Spot each line in the records below where the word "small" occurs, then copy it.

** Opening SUPPLIED INFORMATION block **

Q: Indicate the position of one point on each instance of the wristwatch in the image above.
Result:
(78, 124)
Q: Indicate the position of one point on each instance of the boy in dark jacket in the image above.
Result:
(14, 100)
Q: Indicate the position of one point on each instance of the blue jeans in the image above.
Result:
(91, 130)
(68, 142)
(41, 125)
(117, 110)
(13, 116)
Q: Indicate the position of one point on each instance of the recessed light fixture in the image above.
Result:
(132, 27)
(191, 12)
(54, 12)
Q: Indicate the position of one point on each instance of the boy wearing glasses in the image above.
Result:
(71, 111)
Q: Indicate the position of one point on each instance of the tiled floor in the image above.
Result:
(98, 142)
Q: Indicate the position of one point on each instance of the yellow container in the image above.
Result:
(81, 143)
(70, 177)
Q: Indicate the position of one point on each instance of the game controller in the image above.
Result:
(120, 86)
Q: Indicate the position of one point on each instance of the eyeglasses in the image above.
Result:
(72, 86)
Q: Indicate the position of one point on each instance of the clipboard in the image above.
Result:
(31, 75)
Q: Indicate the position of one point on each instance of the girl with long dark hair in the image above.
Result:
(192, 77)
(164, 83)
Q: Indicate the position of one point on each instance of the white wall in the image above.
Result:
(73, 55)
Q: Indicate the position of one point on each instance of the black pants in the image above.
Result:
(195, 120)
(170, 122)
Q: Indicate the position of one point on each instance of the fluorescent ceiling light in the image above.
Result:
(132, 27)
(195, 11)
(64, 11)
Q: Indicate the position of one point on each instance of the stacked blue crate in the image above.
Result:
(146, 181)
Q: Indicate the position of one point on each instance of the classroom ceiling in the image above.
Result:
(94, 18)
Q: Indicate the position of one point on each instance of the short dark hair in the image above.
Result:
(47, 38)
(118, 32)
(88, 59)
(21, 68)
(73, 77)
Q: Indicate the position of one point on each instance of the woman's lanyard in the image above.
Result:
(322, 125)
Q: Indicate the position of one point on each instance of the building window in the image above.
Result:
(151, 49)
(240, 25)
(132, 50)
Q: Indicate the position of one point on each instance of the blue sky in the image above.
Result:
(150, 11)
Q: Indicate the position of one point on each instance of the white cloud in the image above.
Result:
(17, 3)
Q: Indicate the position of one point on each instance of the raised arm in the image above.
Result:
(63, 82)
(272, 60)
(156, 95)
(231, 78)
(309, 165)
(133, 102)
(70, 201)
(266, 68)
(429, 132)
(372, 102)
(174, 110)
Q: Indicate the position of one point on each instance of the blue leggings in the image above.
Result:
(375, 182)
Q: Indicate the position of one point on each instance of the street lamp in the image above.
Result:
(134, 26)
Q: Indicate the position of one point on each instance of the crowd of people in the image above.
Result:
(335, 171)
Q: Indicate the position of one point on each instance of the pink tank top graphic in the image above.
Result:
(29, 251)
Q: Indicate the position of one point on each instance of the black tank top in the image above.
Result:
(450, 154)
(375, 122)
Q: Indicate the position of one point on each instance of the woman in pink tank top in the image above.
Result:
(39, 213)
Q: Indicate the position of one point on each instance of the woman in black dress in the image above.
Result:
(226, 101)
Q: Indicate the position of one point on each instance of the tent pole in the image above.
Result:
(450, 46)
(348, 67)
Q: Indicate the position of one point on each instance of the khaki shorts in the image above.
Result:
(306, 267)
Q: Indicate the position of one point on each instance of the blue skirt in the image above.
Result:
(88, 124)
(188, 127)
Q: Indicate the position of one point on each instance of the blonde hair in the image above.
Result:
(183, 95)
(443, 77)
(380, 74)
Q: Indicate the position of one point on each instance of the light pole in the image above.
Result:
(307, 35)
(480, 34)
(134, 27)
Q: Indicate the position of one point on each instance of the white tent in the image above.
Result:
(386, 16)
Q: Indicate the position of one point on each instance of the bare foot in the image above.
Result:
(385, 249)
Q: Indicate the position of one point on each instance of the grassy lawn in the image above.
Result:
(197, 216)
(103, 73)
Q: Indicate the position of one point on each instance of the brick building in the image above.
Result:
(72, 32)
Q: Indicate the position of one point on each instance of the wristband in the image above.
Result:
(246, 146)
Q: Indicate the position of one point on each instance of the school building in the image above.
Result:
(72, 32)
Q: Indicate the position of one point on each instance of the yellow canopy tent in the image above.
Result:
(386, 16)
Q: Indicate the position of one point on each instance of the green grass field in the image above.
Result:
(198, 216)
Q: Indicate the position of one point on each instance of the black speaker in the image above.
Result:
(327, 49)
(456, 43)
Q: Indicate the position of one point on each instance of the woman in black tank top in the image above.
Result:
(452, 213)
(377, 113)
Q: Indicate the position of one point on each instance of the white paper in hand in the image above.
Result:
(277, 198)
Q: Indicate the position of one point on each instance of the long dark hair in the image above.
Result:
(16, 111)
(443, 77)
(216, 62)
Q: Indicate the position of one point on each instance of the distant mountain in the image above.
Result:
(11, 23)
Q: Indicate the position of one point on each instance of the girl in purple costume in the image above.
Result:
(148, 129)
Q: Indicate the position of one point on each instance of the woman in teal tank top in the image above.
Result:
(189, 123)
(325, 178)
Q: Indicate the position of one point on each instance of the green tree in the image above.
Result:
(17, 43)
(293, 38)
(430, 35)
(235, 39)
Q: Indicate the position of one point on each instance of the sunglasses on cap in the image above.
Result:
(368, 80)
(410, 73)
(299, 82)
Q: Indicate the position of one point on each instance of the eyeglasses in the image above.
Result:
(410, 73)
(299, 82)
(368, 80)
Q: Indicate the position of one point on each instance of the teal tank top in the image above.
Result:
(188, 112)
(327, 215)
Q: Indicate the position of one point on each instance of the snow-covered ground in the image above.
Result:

** Closing SUPPLIED INFORMATION block **
** Opening SUPPLIED INFORMATION block **

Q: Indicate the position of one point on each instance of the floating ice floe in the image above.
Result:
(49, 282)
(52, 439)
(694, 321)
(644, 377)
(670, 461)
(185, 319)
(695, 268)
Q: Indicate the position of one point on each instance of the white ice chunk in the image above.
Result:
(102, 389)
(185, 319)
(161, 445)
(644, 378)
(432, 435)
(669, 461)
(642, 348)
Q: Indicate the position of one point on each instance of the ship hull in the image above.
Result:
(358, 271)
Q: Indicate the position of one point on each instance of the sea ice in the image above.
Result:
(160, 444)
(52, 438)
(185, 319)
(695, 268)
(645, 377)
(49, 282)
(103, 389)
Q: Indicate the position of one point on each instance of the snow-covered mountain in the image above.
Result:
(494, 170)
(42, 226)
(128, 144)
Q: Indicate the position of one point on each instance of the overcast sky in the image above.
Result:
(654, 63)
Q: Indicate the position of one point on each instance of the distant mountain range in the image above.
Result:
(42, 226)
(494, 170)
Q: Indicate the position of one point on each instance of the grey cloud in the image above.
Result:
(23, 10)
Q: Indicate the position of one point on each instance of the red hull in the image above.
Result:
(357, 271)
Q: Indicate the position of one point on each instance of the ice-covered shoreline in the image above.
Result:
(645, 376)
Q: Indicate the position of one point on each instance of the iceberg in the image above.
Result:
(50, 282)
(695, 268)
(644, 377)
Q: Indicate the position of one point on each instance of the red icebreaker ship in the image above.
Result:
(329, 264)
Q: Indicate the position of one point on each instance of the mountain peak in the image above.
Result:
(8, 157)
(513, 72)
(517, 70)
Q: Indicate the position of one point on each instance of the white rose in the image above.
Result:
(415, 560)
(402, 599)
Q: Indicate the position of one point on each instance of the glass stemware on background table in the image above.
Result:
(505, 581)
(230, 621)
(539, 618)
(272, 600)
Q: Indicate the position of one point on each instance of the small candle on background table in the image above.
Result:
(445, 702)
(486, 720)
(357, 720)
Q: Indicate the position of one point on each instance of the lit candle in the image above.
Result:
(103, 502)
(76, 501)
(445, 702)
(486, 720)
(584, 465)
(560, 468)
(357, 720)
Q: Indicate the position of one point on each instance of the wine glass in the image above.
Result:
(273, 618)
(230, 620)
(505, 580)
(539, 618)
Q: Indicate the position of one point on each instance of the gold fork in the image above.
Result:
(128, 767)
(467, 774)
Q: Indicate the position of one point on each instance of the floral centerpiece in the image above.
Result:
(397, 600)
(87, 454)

** Closing SUPPLIED INFORMATION block **
** Opening SUPPLIED INFORMATION block **

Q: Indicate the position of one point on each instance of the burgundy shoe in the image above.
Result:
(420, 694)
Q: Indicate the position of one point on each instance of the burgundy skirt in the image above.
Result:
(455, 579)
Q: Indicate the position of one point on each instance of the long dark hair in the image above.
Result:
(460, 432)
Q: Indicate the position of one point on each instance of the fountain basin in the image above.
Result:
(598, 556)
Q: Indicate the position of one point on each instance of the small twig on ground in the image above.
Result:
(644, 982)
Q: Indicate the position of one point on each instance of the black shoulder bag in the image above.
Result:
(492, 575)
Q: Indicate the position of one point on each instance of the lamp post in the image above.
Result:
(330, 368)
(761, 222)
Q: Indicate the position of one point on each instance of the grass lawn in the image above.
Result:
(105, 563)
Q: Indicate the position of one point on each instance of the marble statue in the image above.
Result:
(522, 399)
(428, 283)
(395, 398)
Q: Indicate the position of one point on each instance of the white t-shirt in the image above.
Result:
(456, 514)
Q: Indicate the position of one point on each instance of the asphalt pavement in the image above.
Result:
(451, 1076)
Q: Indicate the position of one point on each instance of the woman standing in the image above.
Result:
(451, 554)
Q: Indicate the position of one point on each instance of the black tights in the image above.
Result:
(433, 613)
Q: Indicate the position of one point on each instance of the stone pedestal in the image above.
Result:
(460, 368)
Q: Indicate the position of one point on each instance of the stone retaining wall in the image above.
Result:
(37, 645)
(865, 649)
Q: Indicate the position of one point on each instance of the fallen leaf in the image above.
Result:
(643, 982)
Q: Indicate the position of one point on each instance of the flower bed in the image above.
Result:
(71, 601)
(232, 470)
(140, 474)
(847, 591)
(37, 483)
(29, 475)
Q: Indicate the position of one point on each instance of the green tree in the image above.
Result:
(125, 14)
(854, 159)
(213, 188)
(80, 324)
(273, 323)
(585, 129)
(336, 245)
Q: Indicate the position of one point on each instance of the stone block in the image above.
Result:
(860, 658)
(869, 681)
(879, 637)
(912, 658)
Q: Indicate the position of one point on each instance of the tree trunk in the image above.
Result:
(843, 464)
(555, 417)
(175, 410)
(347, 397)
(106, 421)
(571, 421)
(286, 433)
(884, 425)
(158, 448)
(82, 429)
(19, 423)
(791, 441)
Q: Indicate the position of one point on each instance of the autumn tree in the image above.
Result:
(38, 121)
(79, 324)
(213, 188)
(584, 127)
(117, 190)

** Closing SUPPLIED INFORMATION block **

▸ **YOUR SOLUTION**:
Q: Indicate the position of one point on each instance of the small candle on background table in the image above.
Q: Indicate the position of one point on each instance of the small twig on ground in the image above.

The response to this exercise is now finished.